[Information shown]

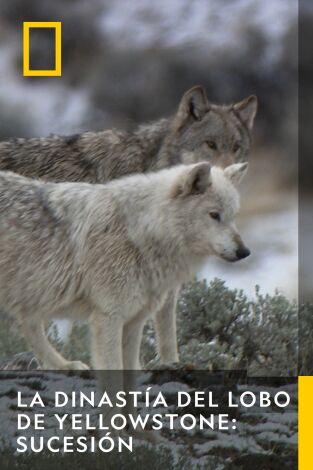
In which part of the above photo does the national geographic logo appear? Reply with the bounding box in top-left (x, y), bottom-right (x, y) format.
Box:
top-left (23, 22), bottom-right (62, 77)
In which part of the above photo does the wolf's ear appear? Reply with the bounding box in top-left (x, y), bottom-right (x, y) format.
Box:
top-left (173, 163), bottom-right (211, 198)
top-left (224, 163), bottom-right (248, 186)
top-left (233, 95), bottom-right (257, 130)
top-left (174, 86), bottom-right (210, 130)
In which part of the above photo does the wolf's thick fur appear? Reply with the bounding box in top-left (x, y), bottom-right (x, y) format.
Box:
top-left (0, 163), bottom-right (249, 370)
top-left (0, 87), bottom-right (257, 182)
top-left (0, 86), bottom-right (257, 365)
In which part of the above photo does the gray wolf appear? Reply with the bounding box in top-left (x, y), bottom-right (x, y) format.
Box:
top-left (0, 162), bottom-right (249, 370)
top-left (0, 86), bottom-right (257, 182)
top-left (0, 85), bottom-right (257, 366)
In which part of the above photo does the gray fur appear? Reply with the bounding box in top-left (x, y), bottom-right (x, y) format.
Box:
top-left (0, 86), bottom-right (257, 367)
top-left (0, 86), bottom-right (257, 182)
top-left (0, 163), bottom-right (249, 370)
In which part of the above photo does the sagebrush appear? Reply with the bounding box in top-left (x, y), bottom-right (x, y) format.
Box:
top-left (0, 279), bottom-right (301, 375)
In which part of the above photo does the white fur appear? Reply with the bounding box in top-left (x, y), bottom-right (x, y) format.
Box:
top-left (0, 163), bottom-right (248, 370)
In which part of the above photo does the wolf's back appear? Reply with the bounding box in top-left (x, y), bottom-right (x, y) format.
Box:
top-left (0, 134), bottom-right (100, 183)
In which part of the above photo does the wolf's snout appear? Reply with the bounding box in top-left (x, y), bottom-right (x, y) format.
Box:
top-left (236, 246), bottom-right (250, 260)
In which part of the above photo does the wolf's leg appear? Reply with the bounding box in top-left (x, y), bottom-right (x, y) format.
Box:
top-left (123, 316), bottom-right (146, 370)
top-left (155, 288), bottom-right (180, 364)
top-left (122, 316), bottom-right (147, 431)
top-left (123, 315), bottom-right (168, 443)
top-left (90, 311), bottom-right (124, 370)
top-left (23, 318), bottom-right (89, 370)
top-left (90, 311), bottom-right (124, 432)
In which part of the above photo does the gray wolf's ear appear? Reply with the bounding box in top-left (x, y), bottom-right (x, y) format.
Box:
top-left (174, 86), bottom-right (210, 130)
top-left (173, 162), bottom-right (211, 197)
top-left (224, 162), bottom-right (248, 186)
top-left (233, 95), bottom-right (258, 130)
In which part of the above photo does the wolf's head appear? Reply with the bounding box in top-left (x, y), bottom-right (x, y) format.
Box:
top-left (167, 162), bottom-right (250, 263)
top-left (161, 86), bottom-right (257, 168)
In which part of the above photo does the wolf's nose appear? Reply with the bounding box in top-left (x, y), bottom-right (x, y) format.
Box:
top-left (236, 247), bottom-right (250, 260)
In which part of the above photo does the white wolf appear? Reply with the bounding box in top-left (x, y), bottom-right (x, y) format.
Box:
top-left (0, 162), bottom-right (249, 370)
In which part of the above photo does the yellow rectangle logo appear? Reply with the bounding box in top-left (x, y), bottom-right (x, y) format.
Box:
top-left (299, 376), bottom-right (313, 468)
top-left (23, 22), bottom-right (62, 77)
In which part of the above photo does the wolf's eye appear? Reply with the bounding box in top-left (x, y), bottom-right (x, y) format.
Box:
top-left (207, 140), bottom-right (217, 150)
top-left (233, 142), bottom-right (241, 152)
top-left (210, 211), bottom-right (220, 221)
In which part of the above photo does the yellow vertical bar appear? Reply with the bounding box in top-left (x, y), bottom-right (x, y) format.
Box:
top-left (23, 22), bottom-right (62, 76)
top-left (299, 376), bottom-right (313, 468)
top-left (55, 22), bottom-right (62, 76)
top-left (23, 23), bottom-right (30, 76)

[Brief] Please copy each line of the records above in which the word "wolf" can be found.

[Answer to this task]
In which part of the above photo does the wolf's ear appear? Reply with the bounding box in top-left (x, y), bottom-right (x, y) format.
In which part of the above photo does the wolf's thick fur appear? Reply with the bounding box in top-left (x, y), bottom-right (x, y) format.
In which part of the above photo does the gray wolf appear? Reply with the bounding box in top-left (x, y), bottom-right (x, y) format.
In which part of the above photo does the wolf's back appear? Reply with the bounding box in top-left (x, y), bottom-right (x, y) format.
In which part of the above photo does the wolf's snout appear? Reply with the bounding box in top-left (x, y), bottom-right (x, y) format.
In which part of the above photo does the wolf's leg appear? Reply with the bounding box in top-left (x, y), bottom-right (x, y) format.
In which part of the above photo does the gray wolf's ear appear? Reply with the bounding box in top-left (x, y), bottom-right (x, y) format.
In which part of the above photo does the wolf's head appear? Reply with the bounding box in top-left (x, y), bottom-right (x, y) format.
In which part of the above photo does the wolf's nose appear? Reply with the bounding box in top-left (x, y), bottom-right (x, y) format.
In which part of the above photo does the white wolf appear? Reply with the bounding box in top-left (x, y), bottom-right (x, y) format.
In which part of the above photo does the wolf's eye appear? Reply with the bounding box in top-left (x, y), bottom-right (x, y) format.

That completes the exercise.